■ Enunciado da tarefa
No texto fornecido, reescreva de forma mais curta o parágrafo que começa com "Estávamos a salvo", preservando seus fatos principais.

■ Texto fornecido
______________________________
O Globo
Governo não tem instrumentos ou capacidade
para lidar com os problemas fora de uma esclerosada politicagem personalista
O Brasil está em chamas, sofrendo uma amarga
mudança em sua relação com a natureza. Uma transformação jamais pensada porque
o país era imaginado como “coração do mundo, pátria do Evangelho”, estava
protegido dos desastres naturais.
Abrigados por Deus e pela Virgem, estávamos
livres para fazer tudo com nossas matas, montanhas e rios. Até que surgiu a tal
“mudança
climática” — obra de comunistas e malvados capitalistas. Sua última
encarnação é o bandoleiro golpista Elon Musk,
que abriu o perturbador baú da informação com liberdade — mercadorias funestas
porque obrigam a discutir limites, sobretudo para o enraizado elitismo que os
rejeita.
Estávamos a salvo e “deitados eternamente em berço esplêndido, ao som do mar e à luz do céu profundo”. Dormitávamos numa terra açucarada, movida a escravidão africana e baronatos amulatados. Não precisávamos de segregação porque todos os inferiores conheciam seus lugares. Desse modo, a massa de imigrantes-escravos finalizou a modelagem de uma cruel hierarquia social que nosso elitismo de direita e esquerda jamais percebeu.
Hoje, entretanto, nos damos conta de que o
governo não tem instrumentos ou capacidade para lidar com os problemas fora de
uma esclerosada politicagem personalista, que reduz questões sociais a pessoas.
Nessa velha politicagem, basta um discurso
veemente, um churrasco ou um encontro discreto, regado a troca de privilégios
em alguma “Bras”, para selar “soluções” que significam adiamentos, porque
“mexer nisso dá muito problema”.
O sistema político, a despeito de suas
iniquidades, contradições e ineficácia, ganha em estabilidade, tornando-se um
fosso de contradições. Ambiguidades que, no plano legal e ético, despertam e
lamentavelmente justificam todas as desconfianças, engendrando os aventureiros
que podem terminar no seu cume.
O que fazer — perguntam os “povos originais”
______________________________
■ Material coletado
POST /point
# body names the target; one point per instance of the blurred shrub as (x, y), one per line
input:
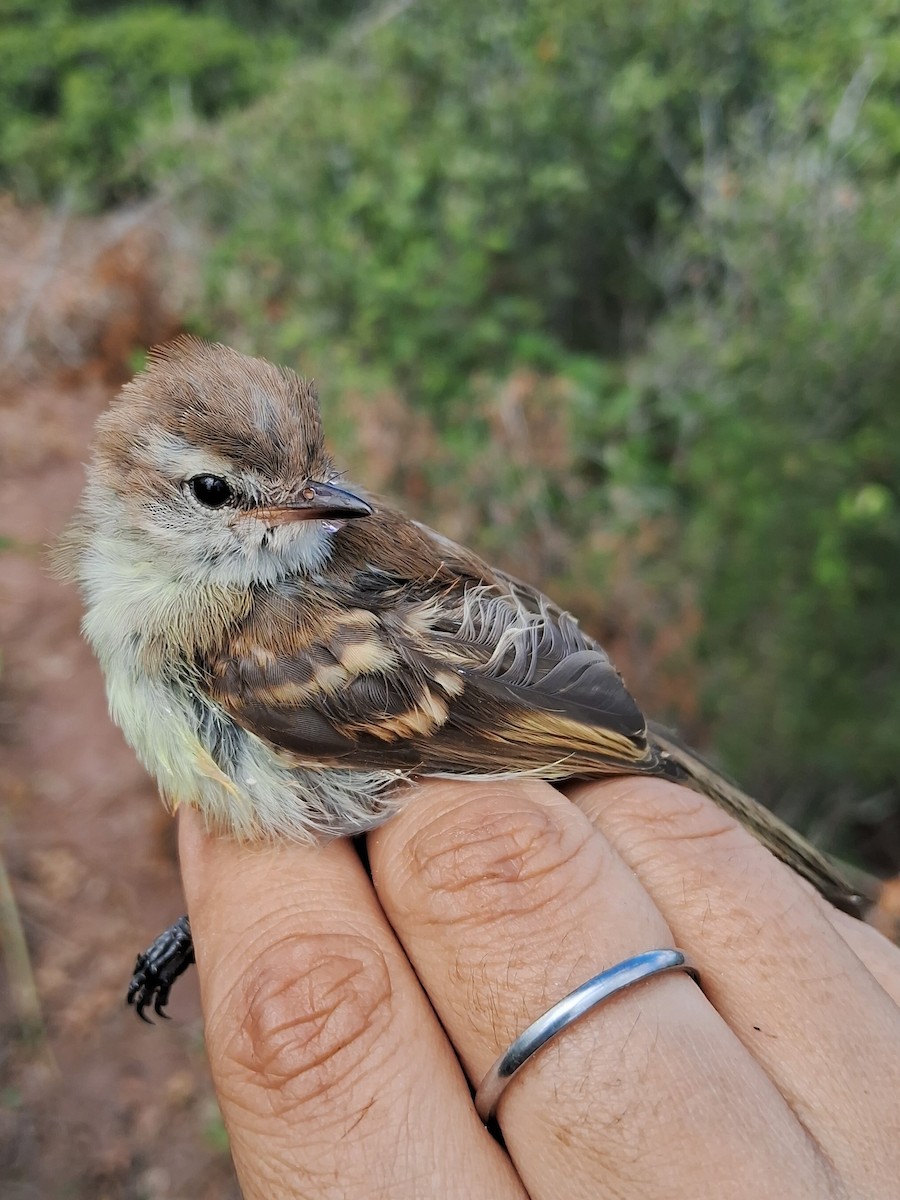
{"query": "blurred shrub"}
______________________________
■ Resultado do exercício
Sentíamo-nos a salvo, dormindo numa terra açucarada sustentada pela escravidão africana e por baronatos amulatados. A segregação era dispensável, pois os inferiores conheciam seus lugares. Assim, a massa de imigrantes-escravos completou uma hierarquia social cruel que o elitismo de direita e de esquerda nunca percebeu.